JOB
Present every line of the items below as one numbered list, dropping the blank lines and leaving out the pictures.

DATASET RECORDS
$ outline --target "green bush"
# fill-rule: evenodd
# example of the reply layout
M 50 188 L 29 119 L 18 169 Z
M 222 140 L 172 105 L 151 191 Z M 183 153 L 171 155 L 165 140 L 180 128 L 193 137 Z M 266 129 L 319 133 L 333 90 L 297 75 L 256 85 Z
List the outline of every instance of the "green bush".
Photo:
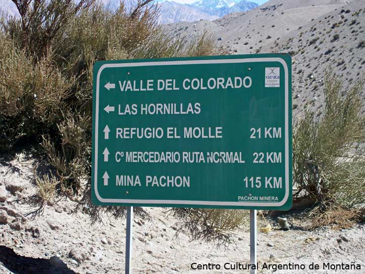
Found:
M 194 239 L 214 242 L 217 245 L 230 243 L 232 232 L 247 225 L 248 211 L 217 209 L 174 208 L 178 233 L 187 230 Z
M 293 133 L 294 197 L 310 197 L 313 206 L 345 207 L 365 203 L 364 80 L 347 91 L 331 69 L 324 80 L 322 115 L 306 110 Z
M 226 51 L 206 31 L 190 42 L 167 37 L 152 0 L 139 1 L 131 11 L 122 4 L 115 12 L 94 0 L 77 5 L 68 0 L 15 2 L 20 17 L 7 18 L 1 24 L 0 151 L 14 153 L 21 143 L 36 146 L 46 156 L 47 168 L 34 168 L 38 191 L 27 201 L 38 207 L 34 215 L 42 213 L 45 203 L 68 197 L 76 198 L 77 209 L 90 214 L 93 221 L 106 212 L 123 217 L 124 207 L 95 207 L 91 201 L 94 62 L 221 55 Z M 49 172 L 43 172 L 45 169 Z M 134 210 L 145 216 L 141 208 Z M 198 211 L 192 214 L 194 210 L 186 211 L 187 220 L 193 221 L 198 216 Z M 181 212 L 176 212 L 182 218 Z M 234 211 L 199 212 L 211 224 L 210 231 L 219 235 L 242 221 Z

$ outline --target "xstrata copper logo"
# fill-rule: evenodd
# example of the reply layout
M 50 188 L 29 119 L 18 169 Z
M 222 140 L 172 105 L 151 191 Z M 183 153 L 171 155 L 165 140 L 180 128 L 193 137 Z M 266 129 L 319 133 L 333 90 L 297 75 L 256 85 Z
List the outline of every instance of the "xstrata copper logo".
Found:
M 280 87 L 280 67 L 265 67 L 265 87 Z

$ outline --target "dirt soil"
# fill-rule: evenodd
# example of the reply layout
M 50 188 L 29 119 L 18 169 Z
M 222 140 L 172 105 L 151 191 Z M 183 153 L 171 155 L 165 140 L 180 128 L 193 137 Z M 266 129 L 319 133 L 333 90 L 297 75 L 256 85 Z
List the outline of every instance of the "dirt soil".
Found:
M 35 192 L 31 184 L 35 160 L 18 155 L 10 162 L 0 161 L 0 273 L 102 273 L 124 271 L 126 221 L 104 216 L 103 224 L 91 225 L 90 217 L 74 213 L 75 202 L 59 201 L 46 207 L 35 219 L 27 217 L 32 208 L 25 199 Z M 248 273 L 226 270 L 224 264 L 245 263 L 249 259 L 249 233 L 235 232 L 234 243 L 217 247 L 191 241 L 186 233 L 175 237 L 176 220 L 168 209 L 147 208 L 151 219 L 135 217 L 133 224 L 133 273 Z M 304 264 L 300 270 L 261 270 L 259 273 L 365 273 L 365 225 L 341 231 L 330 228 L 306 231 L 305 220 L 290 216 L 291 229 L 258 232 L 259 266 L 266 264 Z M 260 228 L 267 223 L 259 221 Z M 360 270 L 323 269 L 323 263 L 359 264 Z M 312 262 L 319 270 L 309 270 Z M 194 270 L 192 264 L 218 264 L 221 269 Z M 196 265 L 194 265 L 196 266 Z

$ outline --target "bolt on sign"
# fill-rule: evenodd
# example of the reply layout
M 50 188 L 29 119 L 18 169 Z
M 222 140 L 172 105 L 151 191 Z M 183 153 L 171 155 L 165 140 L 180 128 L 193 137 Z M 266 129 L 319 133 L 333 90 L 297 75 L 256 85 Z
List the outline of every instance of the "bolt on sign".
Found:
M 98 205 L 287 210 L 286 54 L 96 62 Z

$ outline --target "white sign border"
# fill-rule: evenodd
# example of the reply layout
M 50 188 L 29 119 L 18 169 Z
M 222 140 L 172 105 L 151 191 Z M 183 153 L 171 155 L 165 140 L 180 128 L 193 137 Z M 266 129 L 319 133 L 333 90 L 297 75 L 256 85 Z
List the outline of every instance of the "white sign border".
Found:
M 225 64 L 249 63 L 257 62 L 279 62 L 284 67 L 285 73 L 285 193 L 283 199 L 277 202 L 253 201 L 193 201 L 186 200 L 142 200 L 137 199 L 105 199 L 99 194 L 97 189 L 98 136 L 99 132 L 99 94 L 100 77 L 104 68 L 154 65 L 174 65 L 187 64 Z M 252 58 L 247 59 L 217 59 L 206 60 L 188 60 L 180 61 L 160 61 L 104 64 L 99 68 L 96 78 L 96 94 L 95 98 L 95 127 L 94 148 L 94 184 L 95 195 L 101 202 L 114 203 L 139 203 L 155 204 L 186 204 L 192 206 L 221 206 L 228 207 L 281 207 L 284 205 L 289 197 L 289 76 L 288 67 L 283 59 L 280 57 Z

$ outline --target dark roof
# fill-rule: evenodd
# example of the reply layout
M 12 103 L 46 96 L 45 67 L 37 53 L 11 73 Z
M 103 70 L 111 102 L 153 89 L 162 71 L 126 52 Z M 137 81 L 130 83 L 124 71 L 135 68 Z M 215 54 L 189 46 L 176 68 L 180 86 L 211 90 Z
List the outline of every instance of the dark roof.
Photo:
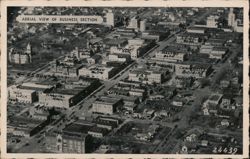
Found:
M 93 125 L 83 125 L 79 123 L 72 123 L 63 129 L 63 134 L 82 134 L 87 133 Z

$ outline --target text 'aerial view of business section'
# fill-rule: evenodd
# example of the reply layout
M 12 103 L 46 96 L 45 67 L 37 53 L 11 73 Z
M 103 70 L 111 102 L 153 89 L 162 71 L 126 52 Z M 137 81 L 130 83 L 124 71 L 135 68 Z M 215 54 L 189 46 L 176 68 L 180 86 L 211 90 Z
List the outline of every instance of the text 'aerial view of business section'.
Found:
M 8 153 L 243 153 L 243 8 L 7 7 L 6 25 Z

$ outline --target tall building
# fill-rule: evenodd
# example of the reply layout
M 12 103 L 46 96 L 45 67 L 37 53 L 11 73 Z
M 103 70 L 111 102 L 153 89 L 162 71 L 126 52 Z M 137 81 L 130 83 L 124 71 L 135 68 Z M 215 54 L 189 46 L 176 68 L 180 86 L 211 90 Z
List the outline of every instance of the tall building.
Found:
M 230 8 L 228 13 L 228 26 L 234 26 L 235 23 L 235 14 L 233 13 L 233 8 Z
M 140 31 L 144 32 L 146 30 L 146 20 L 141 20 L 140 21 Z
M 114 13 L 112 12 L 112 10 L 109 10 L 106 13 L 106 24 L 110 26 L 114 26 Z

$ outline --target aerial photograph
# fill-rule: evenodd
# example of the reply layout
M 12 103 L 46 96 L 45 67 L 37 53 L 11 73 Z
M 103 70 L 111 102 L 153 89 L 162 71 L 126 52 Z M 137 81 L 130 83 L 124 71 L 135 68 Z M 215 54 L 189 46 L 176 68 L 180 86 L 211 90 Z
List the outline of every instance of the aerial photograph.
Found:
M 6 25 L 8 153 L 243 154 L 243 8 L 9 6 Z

CORRECT RESULT
1. $ outline --target "green bush"
2. # fill-rule: evenodd
3. # example of the reply layout
4. M 50 188 L 29 119 L 18 169 Z
5. M 222 140 L 172 105 L 151 191 Z M 183 153 L 171 155 L 165 140 L 180 128 L 193 137 Z M 266 129 L 319 133 L 333 90 L 297 75 L 256 85 Z
6. List the outline of every instance of the "green bush".
7. Photo:
8. Found:
9. M 194 239 L 214 242 L 217 245 L 230 243 L 232 232 L 247 225 L 248 211 L 217 209 L 174 208 L 178 233 L 187 230 Z
10. M 293 133 L 294 197 L 310 197 L 313 206 L 345 207 L 365 203 L 364 80 L 347 91 L 331 69 L 324 80 L 322 115 L 306 110 Z
11. M 226 51 L 206 31 L 190 42 L 167 37 L 152 0 L 139 1 L 131 11 L 122 4 L 115 12 L 94 0 L 77 5 L 68 0 L 15 2 L 20 17 L 7 18 L 1 24 L 0 151 L 14 153 L 21 143 L 36 146 L 46 156 L 47 168 L 34 168 L 38 191 L 27 201 L 38 207 L 34 215 L 42 213 L 45 203 L 68 197 L 76 198 L 77 209 L 90 214 L 93 221 L 106 212 L 123 217 L 124 207 L 95 207 L 91 201 L 94 62 L 221 55 Z M 49 172 L 43 172 L 45 169 Z M 134 210 L 145 216 L 141 208 Z M 198 211 L 192 214 L 194 210 L 186 211 L 187 220 L 193 221 L 198 216 Z M 181 212 L 176 212 L 182 218 Z M 234 211 L 199 212 L 211 224 L 210 231 L 219 235 L 242 221 Z
12. $ outline --target "xstrata copper logo"
13. # fill-rule: evenodd
14. # example of the reply layout
15. M 50 188 L 29 119 L 18 169 Z
16. M 222 140 L 172 105 L 151 191 Z M 183 153 L 171 155 L 165 140 L 180 128 L 193 137 Z M 266 129 L 319 133 L 333 90 L 297 75 L 256 85 Z
17. List the outline of every instance of the "xstrata copper logo".
18. Found:
19. M 280 87 L 280 67 L 265 67 L 265 87 Z
20. $ outline --target "dirt soil"
21. # fill-rule: evenodd
22. # example of the reply layout
23. M 50 188 L 29 119 L 18 169 Z
24. M 222 140 L 172 105 L 151 191 Z M 183 153 L 171 155 L 165 140 L 180 128 L 193 137 Z M 266 129 L 319 133 L 333 90 L 297 75 L 256 85 Z
25. List the outline of every instance of the "dirt soil".
26. Found:
27. M 35 192 L 31 184 L 35 160 L 18 155 L 10 162 L 0 161 L 0 273 L 102 273 L 124 271 L 126 221 L 104 216 L 103 224 L 91 225 L 90 217 L 74 213 L 75 202 L 59 201 L 46 207 L 35 219 L 27 217 L 32 208 L 25 199 Z M 248 273 L 226 270 L 224 264 L 245 263 L 249 259 L 249 233 L 235 232 L 234 243 L 217 247 L 191 241 L 186 233 L 175 237 L 176 220 L 168 209 L 147 208 L 151 219 L 135 217 L 133 224 L 133 273 Z M 304 264 L 300 270 L 261 270 L 259 273 L 365 273 L 365 225 L 341 231 L 330 228 L 306 231 L 305 220 L 290 216 L 291 229 L 258 232 L 259 266 L 266 264 Z M 260 228 L 267 223 L 259 221 Z M 360 270 L 323 269 L 323 263 L 359 264 Z M 312 262 L 319 270 L 309 270 Z M 194 270 L 192 264 L 218 264 L 221 269 Z M 196 265 L 194 265 L 196 266 Z
28. $ outline --target "bolt on sign"
29. # fill-rule: evenodd
30. # example of the reply layout
31. M 50 188 L 29 119 L 18 169 Z
32. M 222 140 L 172 105 L 151 191 Z M 183 153 L 171 155 L 165 140 L 180 128 L 193 137 Z M 266 129 L 319 133 L 333 90 L 297 75 L 256 85 Z
33. List the outline of every instance of the "bolt on sign".
34. Found:
35. M 98 205 L 287 210 L 286 54 L 96 62 Z
36. $ outline --target "white sign border"
37. # fill-rule: evenodd
38. # example of the reply layout
39. M 50 188 L 29 119 L 18 169 Z
40. M 222 140 L 172 105 L 151 191 Z M 183 153 L 171 155 L 165 140 L 180 128 L 193 137 Z M 266 129 L 319 133 L 333 90 L 297 75 L 256 85 Z
41. List the outline of every instance of the "white sign border".
42. Found:
43. M 225 64 L 249 63 L 257 62 L 279 62 L 284 67 L 285 73 L 285 193 L 283 199 L 277 202 L 253 201 L 193 201 L 186 200 L 142 200 L 137 199 L 105 199 L 99 194 L 97 189 L 98 136 L 99 132 L 99 94 L 100 77 L 104 68 L 154 65 L 174 65 L 187 64 Z M 252 58 L 247 59 L 217 59 L 206 60 L 188 60 L 180 61 L 160 61 L 104 64 L 99 68 L 96 78 L 96 94 L 95 98 L 95 127 L 94 148 L 94 184 L 95 195 L 101 202 L 114 203 L 139 203 L 155 204 L 186 204 L 192 206 L 221 206 L 228 207 L 281 207 L 284 205 L 289 197 L 289 76 L 288 67 L 283 59 L 280 57 Z
44. $ outline --target dark roof
45. # fill-rule: evenodd
46. # example of the reply layout
47. M 12 103 L 46 96 L 45 67 L 37 53 L 11 73 Z
48. M 103 70 L 111 102 L 153 89 L 162 71 L 126 52 Z M 137 81 L 130 83 L 124 71 L 135 68 Z M 215 54 L 189 46 L 176 68 L 180 86 L 211 90 Z
49. List the outline of every instance of the dark roof.
50. Photo:
51. Found:
52. M 93 125 L 83 125 L 79 123 L 72 123 L 63 129 L 63 134 L 82 134 L 87 133 Z
53. $ outline --target text 'aerial view of business section'
54. # fill-rule: evenodd
55. # example of the reply layout
56. M 12 103 L 46 96 L 45 67 L 37 53 L 11 73 Z
57. M 103 70 L 111 102 L 153 89 L 162 71 L 126 52 Z M 137 81 L 130 83 L 124 71 L 135 68 Z M 215 54 L 189 46 L 176 68 L 180 86 L 211 90 Z
58. List the outline of every instance of the text 'aerial view of business section'.
59. Found:
60. M 8 153 L 243 153 L 243 8 L 7 7 L 6 25 Z
61. $ outline --target tall building
62. # fill-rule: evenodd
63. # example of the reply layout
64. M 12 103 L 46 96 L 45 67 L 37 53 L 11 73 Z
65. M 103 70 L 111 102 L 153 89 L 162 71 L 126 52 Z M 137 81 L 130 83 L 124 71 L 135 68 Z M 215 54 L 189 46 L 176 68 L 180 86 L 211 90 Z
66. List the outline of every instance of the tall building.
67. Found:
68. M 230 8 L 228 13 L 228 26 L 234 26 L 235 23 L 235 14 L 233 13 L 233 8 Z
69. M 140 31 L 144 32 L 146 30 L 146 20 L 141 20 L 140 21 Z
70. M 114 13 L 112 12 L 112 10 L 109 10 L 106 13 L 106 24 L 110 26 L 114 26 Z
71. $ outline --target aerial photograph
72. # fill-rule: evenodd
73. # example of the reply layout
74. M 12 103 L 46 96 L 45 67 L 37 53 L 11 73 Z
75. M 103 70 L 111 102 L 153 89 L 162 71 L 126 52 Z M 137 81 L 130 83 L 124 71 L 135 68 Z M 215 54 L 189 46 L 176 68 L 180 86 L 211 90 Z
76. List the outline of every instance of the aerial photograph.
77. Found:
78. M 6 25 L 8 153 L 243 154 L 243 8 L 9 6 Z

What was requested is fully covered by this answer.